**TASK**
Check each statement against the interview about glass manhole covers. Mark it yes or no and quote the words from the interview that decide it.
1. Oussoren has lived in Toronto for the past 15 years.
2. Johnson first saw one of Oussoren's pieces at the Pilchuk Glass School.
3. According to Oussoren, manhole covers are made to be uniform.

**SOURCE PASSAGE**
•••
Spotlight on the Object: Manhole Covers in the Gallery
by Lorraine Johnson
Aaron Oussoren spoke with Ornamentum Associate Editor Lorraine Johnson by phone from the Pilchuk Glass School in Stanwood, Washington, where he was working as a teaching assistant.
LJ: I first saw one of your pieces—a sand-cast glass manhole cover—hanging at the Gladstone Hotel in Toronto this past spring. How did you come to make works based on the city’s infrastructural elements?
AO: I’ve lived in Toronto for the past 15 years and have been photographing the city that whole time. My photos always end up being infrastructure-related: for example, images of the way that streetcars connect to power lines; different kinds of Hydro poles; streetlamps; manhole covers. I’ve ended up with hundreds of photos of these things, and when I started cataloguing them, I was struck by how beautiful these objects are.
LJ: Cities tend to be “noisy” visual environments and it’s easy to miss the beauty of the everyday objects that make cities function.
AO: Yes, we often see the city in terms of systems, such as the roadway system or the transit system, but there are really beautiful details within those systems. In my work, I’m trying to pay attention to the small details of these functional design elements that are so intriguing. With manhole covers, for example, they are designed and manufactured to be uniform, with each one exactly the same, and yet they gain such lovely variation through their heavy daily use on the streets. That’s what intrigued me about them, and why I ended up photographing so many of them. And the more I thought about it, the more I realized that the sand-cast glass process is exactly the same: the casting process leads to inevitable, small variations within objects made from the same mould. This is what led me to make this series of sand-cast glass manhole covers.
LJ: Could you describe the process?
•••
**DATASET SECTION**
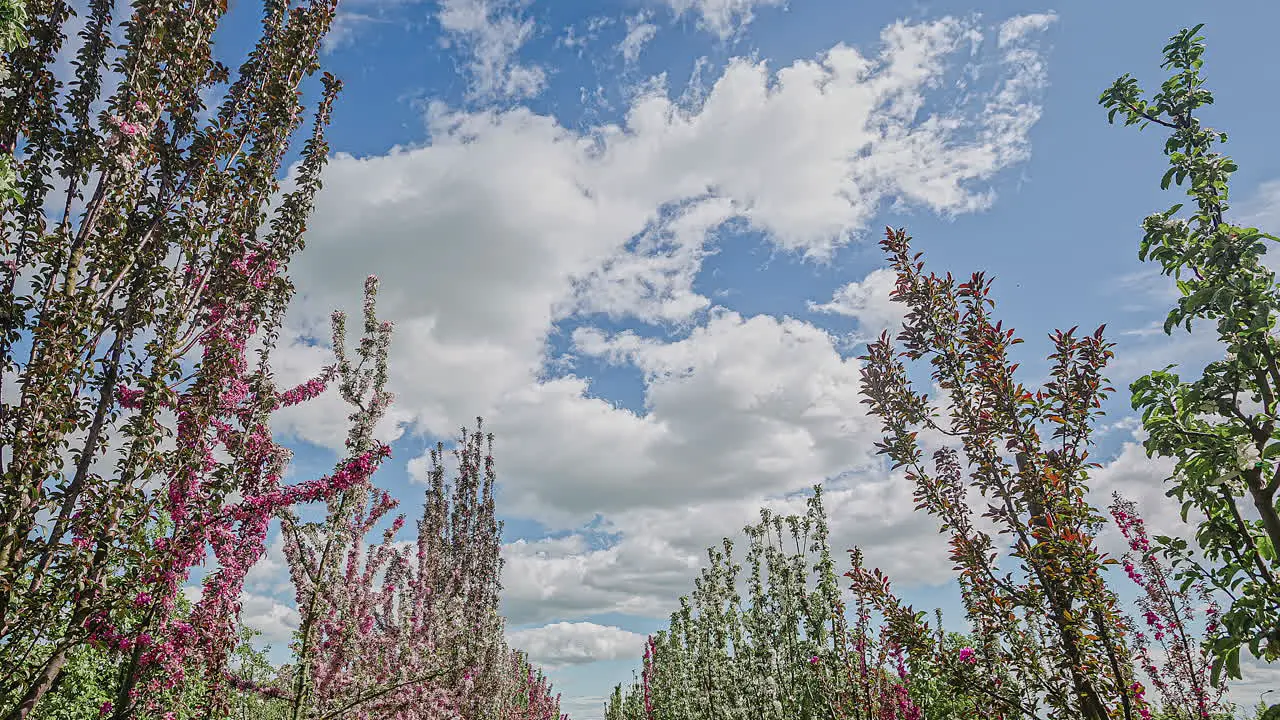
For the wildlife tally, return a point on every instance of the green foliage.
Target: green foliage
(1220, 427)
(13, 21)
•••
**ANSWER TO THE TASK**
1. Yes: "I’ve lived in Toronto for the past 15 years"
2. No: "hanging at the Gladstone Hotel in Toronto this past spring"
3. Yes: "they are designed and manufactured to be uniform, with each one exactly the same"